++++ Material provided
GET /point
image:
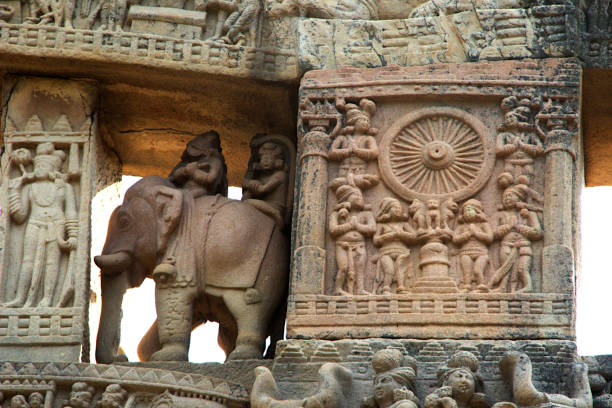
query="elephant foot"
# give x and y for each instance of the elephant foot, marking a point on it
(245, 352)
(171, 352)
++++++++
* [What you need to do]: Write out all of the records above. Keep them exact and leave out the pictures.

* [Response below]:
GET /point
image:
query="elephant foot"
# give x and y for each instance of the elephant foot, marking a point on it
(245, 352)
(171, 352)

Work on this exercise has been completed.